↓

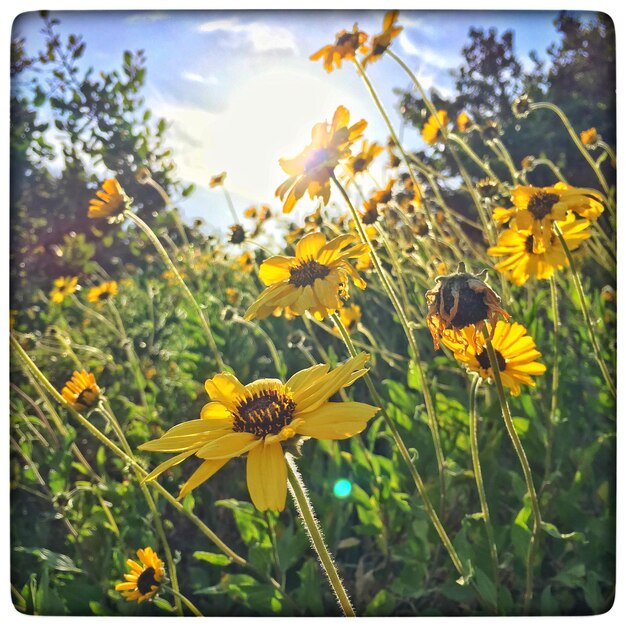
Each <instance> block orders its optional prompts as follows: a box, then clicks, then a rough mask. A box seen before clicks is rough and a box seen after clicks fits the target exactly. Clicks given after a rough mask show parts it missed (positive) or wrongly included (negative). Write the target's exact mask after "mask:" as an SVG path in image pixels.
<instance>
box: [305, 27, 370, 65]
mask: <svg viewBox="0 0 626 626" xmlns="http://www.w3.org/2000/svg"><path fill="white" fill-rule="evenodd" d="M366 41H367V34H366V33H364V32H362V31H360V30H359V29H358V28H357V25H356V24H354V26H353V27H352V32H348V31H347V30H342V31H340V32H339V33H337V35H336V40H335V43H334V44H328V45H327V46H324V47H323V48H320V49H319V50H318V51H317V52H315V53H314V54H312V55H311V56H310V57H309V59H310V60H311V61H317V60H318V59H321V58H322V57H323V58H324V69H325V70H326V71H327V72H332V71H333V65H335V66H336V68H337V69H339V68H340V67H341V61H342V59H348V60H351V59H354V57H355V55H356V53H357V52H362V53H365V52H367V48H366V47H365V46H364V45H363V44H364V43H365V42H366Z"/></svg>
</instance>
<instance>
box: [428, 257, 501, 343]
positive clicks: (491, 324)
mask: <svg viewBox="0 0 626 626" xmlns="http://www.w3.org/2000/svg"><path fill="white" fill-rule="evenodd" d="M486 275H487V270H483V271H482V272H480V274H471V273H470V272H466V271H465V264H464V263H459V267H458V269H457V271H456V272H455V273H454V274H449V275H447V276H437V277H436V278H435V281H436V282H437V285H436V286H435V287H434V288H433V289H430V290H429V291H427V292H426V304H427V305H428V314H427V315H426V325H427V326H428V329H429V330H430V334H431V335H432V337H433V345H434V347H435V350H437V349H438V348H439V337H440V336H443V333H444V331H445V330H446V329H447V328H450V329H452V336H453V337H456V338H457V339H458V340H459V341H461V342H463V341H464V335H461V334H459V332H458V331H460V330H462V329H463V328H465V327H466V326H470V325H472V327H473V332H474V333H477V332H479V331H481V330H482V329H483V327H484V325H485V323H486V322H485V320H488V321H489V322H490V324H491V327H492V328H493V327H494V325H495V323H496V321H497V319H498V317H499V316H500V315H502V317H504V319H505V320H508V319H509V314H508V313H507V312H506V311H505V310H504V309H503V308H502V307H501V306H500V296H498V294H497V293H496V292H495V291H494V290H493V289H491V287H489V285H487V283H485V282H484V281H483V276H484V277H486Z"/></svg>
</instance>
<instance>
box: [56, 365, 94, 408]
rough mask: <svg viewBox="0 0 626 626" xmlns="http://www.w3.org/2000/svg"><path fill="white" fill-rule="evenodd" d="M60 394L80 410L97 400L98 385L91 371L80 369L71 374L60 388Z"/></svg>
mask: <svg viewBox="0 0 626 626" xmlns="http://www.w3.org/2000/svg"><path fill="white" fill-rule="evenodd" d="M61 395H62V396H63V398H65V400H66V401H67V402H69V403H70V404H71V405H72V406H73V407H74V408H75V409H76V410H77V411H81V410H82V409H88V408H90V407H92V406H93V405H94V404H95V403H96V402H97V401H98V398H99V397H100V387H98V385H97V384H96V378H95V376H94V375H93V374H92V373H91V372H87V371H86V370H82V371H81V372H74V373H73V374H72V378H71V380H68V381H67V382H66V383H65V387H63V389H62V390H61Z"/></svg>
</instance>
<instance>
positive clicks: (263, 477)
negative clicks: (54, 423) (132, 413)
mask: <svg viewBox="0 0 626 626" xmlns="http://www.w3.org/2000/svg"><path fill="white" fill-rule="evenodd" d="M368 359H369V356H368V355H367V354H365V353H361V354H359V355H357V356H356V357H353V358H351V359H349V360H348V361H346V362H345V363H343V364H342V365H339V366H338V367H336V368H335V369H334V370H333V371H329V366H328V365H325V364H322V365H314V366H313V367H309V368H308V369H305V370H302V371H300V372H298V373H297V374H295V375H293V376H292V377H291V378H290V379H289V380H288V381H287V382H286V383H283V382H282V381H280V380H277V379H274V378H263V379H261V380H256V381H254V382H252V383H249V384H248V385H245V386H244V385H243V384H242V383H241V382H239V380H238V379H237V378H236V377H235V376H233V375H232V374H229V373H227V372H223V373H221V374H217V375H216V376H214V377H213V378H212V379H210V380H207V381H206V383H205V388H206V391H207V393H208V395H209V398H210V399H211V402H209V403H208V404H205V406H204V408H203V409H202V411H201V413H200V419H196V420H190V421H188V422H185V423H183V424H178V425H177V426H174V427H173V428H171V429H170V430H169V431H167V432H166V433H165V434H164V435H163V436H162V437H161V438H160V439H156V440H154V441H149V442H147V443H144V444H142V445H140V446H139V448H140V449H141V450H149V451H151V452H170V453H173V452H176V453H178V454H177V455H176V456H175V457H173V458H171V459H169V460H167V461H165V462H164V463H161V464H160V465H159V466H158V467H156V468H155V469H154V470H153V471H152V472H150V474H148V476H147V477H146V480H152V479H154V478H156V477H157V476H159V474H161V473H162V472H164V471H165V470H167V469H169V468H170V467H173V466H175V465H178V464H179V463H181V462H182V461H184V460H185V459H187V458H188V457H190V456H191V455H195V456H197V457H198V458H200V459H202V464H201V465H200V466H199V467H198V469H197V470H196V471H195V472H194V473H193V474H192V475H191V477H190V478H189V479H188V480H187V482H186V483H185V484H184V485H183V487H182V489H181V491H180V494H179V495H178V497H179V498H182V497H184V496H185V495H186V494H187V493H189V492H190V491H191V490H192V489H195V488H196V487H197V486H198V485H200V484H201V483H203V482H204V481H205V480H207V479H208V478H210V477H211V476H212V475H213V474H215V472H217V471H218V470H219V469H220V468H221V467H222V466H224V465H225V464H226V463H227V462H228V460H229V459H232V458H234V457H236V456H242V455H244V454H245V453H248V459H247V472H246V474H247V483H248V491H249V492H250V497H251V499H252V502H253V503H254V505H255V506H256V507H257V509H259V510H261V511H265V510H267V509H272V510H277V511H282V510H283V509H284V508H285V498H286V495H287V466H286V463H285V457H284V451H283V443H286V442H288V443H287V445H290V444H294V443H296V444H297V442H298V441H299V440H301V438H302V437H314V438H316V439H346V438H348V437H352V436H353V435H356V434H357V433H360V432H361V431H362V430H363V429H364V428H365V426H366V425H367V421H368V420H369V419H370V418H372V417H373V416H374V415H375V413H376V412H377V411H378V409H377V408H376V407H373V406H370V405H368V404H363V403H361V402H329V401H328V399H329V398H330V397H332V396H333V395H334V394H335V393H337V392H338V391H339V390H340V389H342V388H344V387H348V386H349V385H351V384H352V383H353V382H354V381H356V380H357V379H358V378H360V377H361V376H363V375H364V374H365V373H366V372H367V370H366V369H365V368H364V367H365V364H366V363H367V360H368ZM292 449H293V448H292Z"/></svg>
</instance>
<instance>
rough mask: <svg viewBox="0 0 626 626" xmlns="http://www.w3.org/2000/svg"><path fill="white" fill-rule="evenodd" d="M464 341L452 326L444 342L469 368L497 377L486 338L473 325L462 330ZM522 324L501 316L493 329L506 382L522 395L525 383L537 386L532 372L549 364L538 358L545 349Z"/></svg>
mask: <svg viewBox="0 0 626 626" xmlns="http://www.w3.org/2000/svg"><path fill="white" fill-rule="evenodd" d="M461 333H462V335H463V339H464V341H459V339H458V338H457V337H455V336H454V334H453V333H452V332H451V331H450V330H446V331H444V334H443V337H442V338H441V342H442V343H443V344H444V345H445V346H446V347H448V348H450V350H452V351H453V353H454V358H455V359H456V360H457V361H459V362H460V363H462V364H464V365H465V366H466V367H467V369H468V370H470V371H472V372H477V373H478V374H480V376H481V377H482V378H485V379H486V378H490V379H493V370H492V369H491V364H490V362H489V355H488V353H487V349H486V347H485V338H484V337H483V335H482V334H481V333H477V332H476V329H475V328H473V327H471V326H469V327H467V328H464V329H463V330H462V331H461ZM526 333H527V330H526V328H525V327H524V326H523V325H522V324H518V323H517V322H513V323H512V324H509V323H508V322H503V321H502V320H498V323H497V324H496V327H495V329H494V330H493V331H492V334H493V337H492V339H491V343H492V345H493V349H494V351H495V353H496V360H497V362H498V369H499V370H500V378H501V379H502V384H503V385H504V386H505V387H508V388H509V389H510V390H511V395H513V396H519V394H520V391H521V387H520V385H521V384H524V385H530V386H531V387H534V386H535V381H534V380H533V379H532V378H531V376H539V375H541V374H543V373H544V372H545V371H546V366H545V365H543V364H542V363H538V362H537V358H538V357H540V356H541V352H539V351H537V349H536V346H535V342H534V340H533V338H532V337H530V336H529V335H527V334H526Z"/></svg>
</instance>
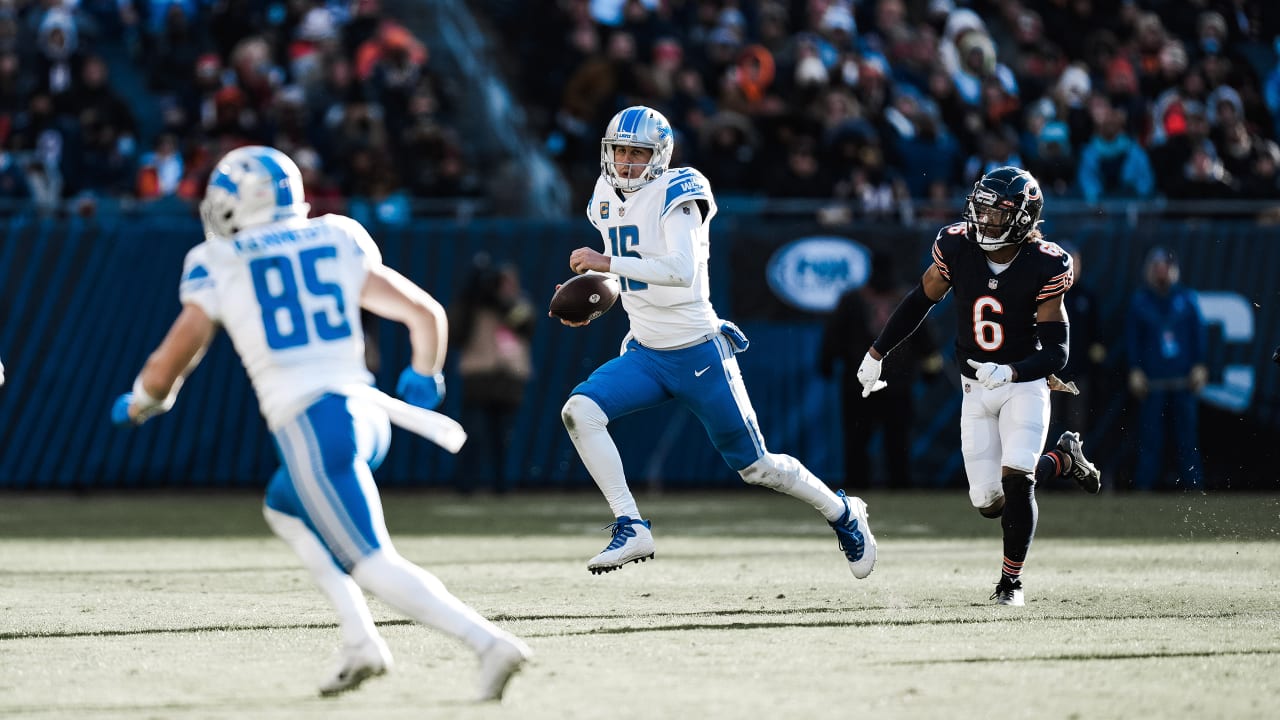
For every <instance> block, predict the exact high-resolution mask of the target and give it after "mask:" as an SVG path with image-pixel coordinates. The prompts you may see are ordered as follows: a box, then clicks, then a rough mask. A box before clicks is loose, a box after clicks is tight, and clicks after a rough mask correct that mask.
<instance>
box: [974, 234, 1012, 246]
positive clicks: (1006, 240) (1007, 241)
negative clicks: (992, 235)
mask: <svg viewBox="0 0 1280 720" xmlns="http://www.w3.org/2000/svg"><path fill="white" fill-rule="evenodd" d="M1014 245H1018V243H1016V242H1014V241H1011V240H1007V234H1006V236H1005V240H1001V238H997V237H988V236H984V234H982V233H978V247H982V249H983V250H1004V249H1005V247H1011V246H1014Z"/></svg>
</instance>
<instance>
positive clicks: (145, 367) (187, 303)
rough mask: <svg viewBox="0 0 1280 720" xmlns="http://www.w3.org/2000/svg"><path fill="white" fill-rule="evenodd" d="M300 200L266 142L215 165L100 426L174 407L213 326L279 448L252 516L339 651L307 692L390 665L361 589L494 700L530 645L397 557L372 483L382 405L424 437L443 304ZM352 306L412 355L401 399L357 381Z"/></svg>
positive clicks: (435, 374) (364, 236) (296, 189)
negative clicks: (422, 633)
mask: <svg viewBox="0 0 1280 720" xmlns="http://www.w3.org/2000/svg"><path fill="white" fill-rule="evenodd" d="M302 199H303V188H302V177H301V174H300V173H298V168H297V167H296V165H294V164H293V161H292V160H291V159H289V158H288V156H285V155H284V154H283V152H280V151H278V150H274V149H270V147H260V146H252V147H241V149H238V150H233V151H232V152H229V154H228V155H227V156H225V158H223V159H221V160H220V161H219V163H218V167H216V168H215V169H214V173H212V176H211V177H210V179H209V188H207V191H206V196H205V200H204V201H202V202H201V218H202V220H204V225H205V241H204V242H201V243H200V245H197V246H196V247H193V249H192V250H191V251H189V252H188V254H187V261H186V268H184V269H183V277H182V283H180V288H179V296H180V300H182V305H183V307H182V313H180V314H179V315H178V319H177V320H175V322H174V323H173V327H172V328H170V329H169V333H168V336H165V338H164V341H163V342H161V343H160V346H159V347H156V350H155V351H154V352H152V354H151V355H150V357H148V359H147V361H146V365H145V366H143V368H142V372H141V373H140V374H138V377H137V379H136V380H134V383H133V392H129V393H124V395H123V396H120V397H119V398H118V400H116V404H115V406H114V407H113V413H111V415H113V420H114V421H115V423H116V424H120V425H128V424H141V423H143V421H146V420H147V419H148V418H152V416H155V415H157V414H160V413H165V411H166V410H169V409H170V407H173V404H174V401H175V400H177V396H178V391H179V389H180V387H182V383H183V379H184V378H186V377H187V375H188V374H189V373H191V372H192V370H193V369H195V368H196V365H197V364H198V363H200V360H201V357H202V356H204V352H205V348H206V347H207V346H209V343H210V341H211V340H212V338H214V334H215V332H216V329H218V328H219V327H223V328H225V329H227V333H228V334H229V336H230V340H232V343H233V345H234V346H236V352H237V354H239V356H241V361H242V363H243V364H244V369H246V370H247V372H248V375H250V379H251V380H252V383H253V389H255V391H256V393H257V398H259V405H260V410H261V413H262V416H264V418H265V419H266V423H268V425H269V428H270V430H271V433H273V436H274V437H275V442H276V447H278V450H279V455H280V469H279V470H278V471H276V473H275V475H273V478H271V480H270V483H269V484H268V488H266V501H265V503H264V509H262V512H264V515H265V518H266V523H268V525H270V528H271V530H273V532H275V534H276V536H279V537H280V538H282V539H283V541H284V542H287V543H288V544H289V546H291V547H292V548H293V551H294V552H297V555H298V557H301V559H302V562H303V565H306V568H307V569H308V570H310V571H311V575H312V578H314V579H315V582H316V584H319V585H320V588H321V591H324V593H325V594H326V596H328V598H329V601H330V602H332V603H333V606H334V609H335V610H337V612H338V618H339V626H340V632H342V637H343V647H342V650H340V651H339V653H338V659H337V662H335V665H334V669H333V673H332V674H330V675H328V676H325V679H324V680H323V683H321V685H320V693H321V694H323V696H332V694H337V693H340V692H344V691H349V689H353V688H356V687H357V685H360V684H361V683H362V682H364V680H365V679H367V678H371V676H375V675H381V674H383V673H385V671H387V670H389V669H390V666H392V656H390V652H389V651H388V647H387V643H385V642H383V638H381V637H380V635H379V633H378V629H376V626H375V625H374V620H372V616H371V615H370V611H369V606H367V603H366V601H365V596H364V593H362V591H367V592H370V593H372V594H375V596H376V597H379V598H380V600H383V601H384V602H385V603H387V605H389V606H392V607H394V609H396V610H398V611H401V612H403V614H404V615H407V616H410V618H412V619H413V620H417V621H419V623H422V624H425V625H429V626H433V628H436V629H439V630H443V632H444V633H447V634H451V635H453V637H456V638H458V639H461V641H462V642H465V643H466V644H468V646H470V647H471V648H472V650H474V651H475V652H476V653H477V655H479V659H480V691H479V698H480V700H498V698H500V697H502V693H503V689H504V688H506V685H507V682H508V680H509V679H511V676H512V674H515V673H516V671H517V670H518V669H520V667H521V665H524V662H525V661H526V660H527V657H529V656H530V651H529V648H527V647H526V646H525V644H524V643H522V642H521V641H520V639H517V638H516V637H515V635H512V634H509V633H507V632H506V630H502V629H499V628H497V626H494V625H493V624H492V623H489V621H488V620H485V619H484V618H481V616H480V615H479V614H476V612H475V611H474V610H472V609H471V607H468V606H466V605H465V603H462V601H460V600H458V598H456V597H454V596H452V594H451V593H449V592H448V591H447V589H445V588H444V585H443V584H442V583H440V580H439V579H436V578H435V577H434V575H431V574H430V573H428V571H425V570H422V569H421V568H419V566H416V565H413V564H411V562H408V561H407V560H404V559H403V557H401V556H399V555H398V553H397V552H396V548H394V547H393V546H392V542H390V538H389V537H388V534H387V527H385V523H384V520H383V509H381V498H380V497H379V493H378V488H376V486H375V484H374V477H372V470H374V469H375V468H376V466H378V465H379V464H380V462H381V460H383V457H384V456H385V452H387V448H388V445H389V442H390V423H389V418H388V415H389V414H390V418H392V419H394V420H396V423H397V424H401V425H404V427H406V428H407V429H412V430H415V432H419V433H420V434H429V433H424V430H422V427H420V424H419V423H420V421H429V420H431V419H433V416H434V418H435V419H440V418H443V416H439V415H435V414H434V413H426V411H424V410H419V409H420V407H424V409H428V410H430V409H434V407H436V406H438V405H439V402H440V398H442V396H443V392H444V384H443V382H444V380H443V375H442V374H440V369H442V366H443V365H444V354H445V342H447V337H448V327H447V324H445V323H447V320H445V315H444V310H443V307H440V304H439V302H436V301H435V299H433V297H431V296H430V295H428V293H426V292H425V291H424V290H421V288H420V287H417V286H416V284H413V283H412V282H411V281H408V279H406V278H404V277H403V275H401V274H399V273H397V272H396V270H393V269H390V268H388V266H385V265H383V263H381V255H380V252H379V250H378V246H376V245H374V242H372V238H371V237H370V236H369V232H367V231H365V228H364V227H361V225H360V223H357V222H355V220H352V219H351V218H346V217H340V215H325V217H323V218H315V219H307V211H308V206H307V205H306V204H305V202H302ZM361 307H364V309H367V310H370V311H372V313H375V314H378V315H381V316H384V318H388V319H392V320H398V322H401V323H403V324H404V325H406V327H407V328H408V333H410V341H411V345H412V361H411V365H410V366H408V368H406V369H404V372H403V373H402V375H401V378H399V383H398V386H399V387H398V388H397V392H398V393H399V395H401V397H403V398H404V401H407V404H408V405H407V404H406V402H401V401H397V400H393V398H390V397H387V396H384V395H381V393H380V392H378V391H376V389H375V388H372V387H371V383H372V375H371V374H370V372H369V369H367V368H366V366H365V360H364V359H365V338H364V332H362V329H361V324H360V310H361ZM410 405H412V406H410ZM413 406H416V407H413ZM453 450H457V447H453Z"/></svg>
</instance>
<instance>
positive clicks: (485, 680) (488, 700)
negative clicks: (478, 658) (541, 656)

↑

Copy the records word for word, from their first line through the line containing "box: [305, 27, 370, 65]", both included. Leave the picture out.

Written solution:
Each <instance> block orders its optional prompts as follows: a box, then clicks, then a rough mask. A box seen before clicks is rough and a box seen after clicks fits the target exactly. Clicks given after a rough mask show parts it missed (positive) or wrongly included (negative). Write the target's exact mask after "mask:" as an SVG path in image pixels.
<instance>
box: [305, 27, 370, 65]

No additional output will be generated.